Records to use Start Marker

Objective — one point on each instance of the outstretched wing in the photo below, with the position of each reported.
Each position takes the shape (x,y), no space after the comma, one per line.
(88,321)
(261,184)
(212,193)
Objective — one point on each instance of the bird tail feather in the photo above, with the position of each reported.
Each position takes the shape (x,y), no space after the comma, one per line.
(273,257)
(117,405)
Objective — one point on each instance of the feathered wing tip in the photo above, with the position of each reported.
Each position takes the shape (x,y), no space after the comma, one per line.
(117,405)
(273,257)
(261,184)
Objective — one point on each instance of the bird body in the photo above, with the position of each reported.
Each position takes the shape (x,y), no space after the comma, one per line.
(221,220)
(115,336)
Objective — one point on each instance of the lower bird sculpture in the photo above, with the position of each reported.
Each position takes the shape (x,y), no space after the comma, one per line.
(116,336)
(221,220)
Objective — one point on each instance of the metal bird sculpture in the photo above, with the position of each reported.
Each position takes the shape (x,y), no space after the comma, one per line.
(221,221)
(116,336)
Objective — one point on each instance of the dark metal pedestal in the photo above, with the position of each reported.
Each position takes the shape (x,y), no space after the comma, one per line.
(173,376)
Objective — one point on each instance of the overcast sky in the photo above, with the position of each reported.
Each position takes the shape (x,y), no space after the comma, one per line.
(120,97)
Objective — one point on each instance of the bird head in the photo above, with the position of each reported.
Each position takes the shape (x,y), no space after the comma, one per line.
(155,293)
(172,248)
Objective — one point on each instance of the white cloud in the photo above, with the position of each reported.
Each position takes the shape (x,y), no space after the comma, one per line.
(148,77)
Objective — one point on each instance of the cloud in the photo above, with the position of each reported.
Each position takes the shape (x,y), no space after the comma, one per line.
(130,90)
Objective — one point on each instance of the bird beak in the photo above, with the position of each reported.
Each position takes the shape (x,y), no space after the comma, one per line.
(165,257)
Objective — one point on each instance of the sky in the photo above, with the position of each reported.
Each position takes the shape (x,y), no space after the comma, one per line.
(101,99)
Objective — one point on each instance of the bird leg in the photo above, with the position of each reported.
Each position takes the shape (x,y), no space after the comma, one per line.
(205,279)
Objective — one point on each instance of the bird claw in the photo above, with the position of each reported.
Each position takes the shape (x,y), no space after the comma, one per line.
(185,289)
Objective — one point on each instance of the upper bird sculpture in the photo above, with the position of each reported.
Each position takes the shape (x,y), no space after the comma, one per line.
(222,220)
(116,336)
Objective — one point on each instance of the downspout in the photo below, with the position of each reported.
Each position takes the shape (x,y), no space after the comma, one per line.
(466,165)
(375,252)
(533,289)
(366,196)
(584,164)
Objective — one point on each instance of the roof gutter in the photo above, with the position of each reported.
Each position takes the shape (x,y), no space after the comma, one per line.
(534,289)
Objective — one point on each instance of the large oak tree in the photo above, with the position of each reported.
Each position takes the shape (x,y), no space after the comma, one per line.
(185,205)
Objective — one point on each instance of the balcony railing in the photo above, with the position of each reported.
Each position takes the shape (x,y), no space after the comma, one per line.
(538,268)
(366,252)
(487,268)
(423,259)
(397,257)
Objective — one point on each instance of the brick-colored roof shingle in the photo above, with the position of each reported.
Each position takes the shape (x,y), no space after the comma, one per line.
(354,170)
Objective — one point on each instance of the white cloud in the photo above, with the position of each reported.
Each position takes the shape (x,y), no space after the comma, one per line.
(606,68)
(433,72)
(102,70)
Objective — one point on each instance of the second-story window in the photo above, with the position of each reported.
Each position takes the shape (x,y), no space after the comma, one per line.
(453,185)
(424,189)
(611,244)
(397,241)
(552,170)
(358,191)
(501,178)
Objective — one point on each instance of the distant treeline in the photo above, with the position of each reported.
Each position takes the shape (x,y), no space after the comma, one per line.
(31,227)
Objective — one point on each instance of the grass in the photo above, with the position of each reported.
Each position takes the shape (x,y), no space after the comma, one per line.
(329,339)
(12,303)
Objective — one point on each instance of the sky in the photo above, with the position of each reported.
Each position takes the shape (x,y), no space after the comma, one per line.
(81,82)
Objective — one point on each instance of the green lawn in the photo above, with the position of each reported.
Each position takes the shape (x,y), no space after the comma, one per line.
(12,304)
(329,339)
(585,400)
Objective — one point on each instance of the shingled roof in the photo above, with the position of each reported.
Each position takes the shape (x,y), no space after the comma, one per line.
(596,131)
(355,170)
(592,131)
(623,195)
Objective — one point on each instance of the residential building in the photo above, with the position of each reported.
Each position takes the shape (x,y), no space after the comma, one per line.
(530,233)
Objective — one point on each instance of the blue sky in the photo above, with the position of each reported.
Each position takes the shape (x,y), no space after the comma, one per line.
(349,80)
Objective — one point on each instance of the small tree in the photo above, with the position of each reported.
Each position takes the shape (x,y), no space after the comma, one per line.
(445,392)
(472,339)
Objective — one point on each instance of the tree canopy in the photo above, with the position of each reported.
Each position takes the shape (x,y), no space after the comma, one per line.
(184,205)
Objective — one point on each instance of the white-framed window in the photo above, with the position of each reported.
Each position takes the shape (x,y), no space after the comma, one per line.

Records to use End Marker

The problem: Copy every line of the data above, beginning with the first and ending with the line that contains "Objective — one point on each instance of the bird body", and give nothing more.

Solution to the problem:
Objective — one point on each instance of the outstretched wing in the photo below, with the position of each reported.
Each position takes the shape (x,y), no space after the comma, one per line.
(88,321)
(261,184)
(212,193)
Objective — one point on each instance of the bird tail feather in the photo above, with the position of each reported.
Each position takes the shape (x,y), no space after the comma, one per line.
(273,257)
(117,405)
Objective — one point on each instance of the feathered wing tip in the photo above, with the position of each reported.
Each position takes the shape (x,y), no space after the comma, one per line.
(117,405)
(273,257)
(261,184)
Objective — one point on each instance of the bird body in the photo above, with the position of each reported.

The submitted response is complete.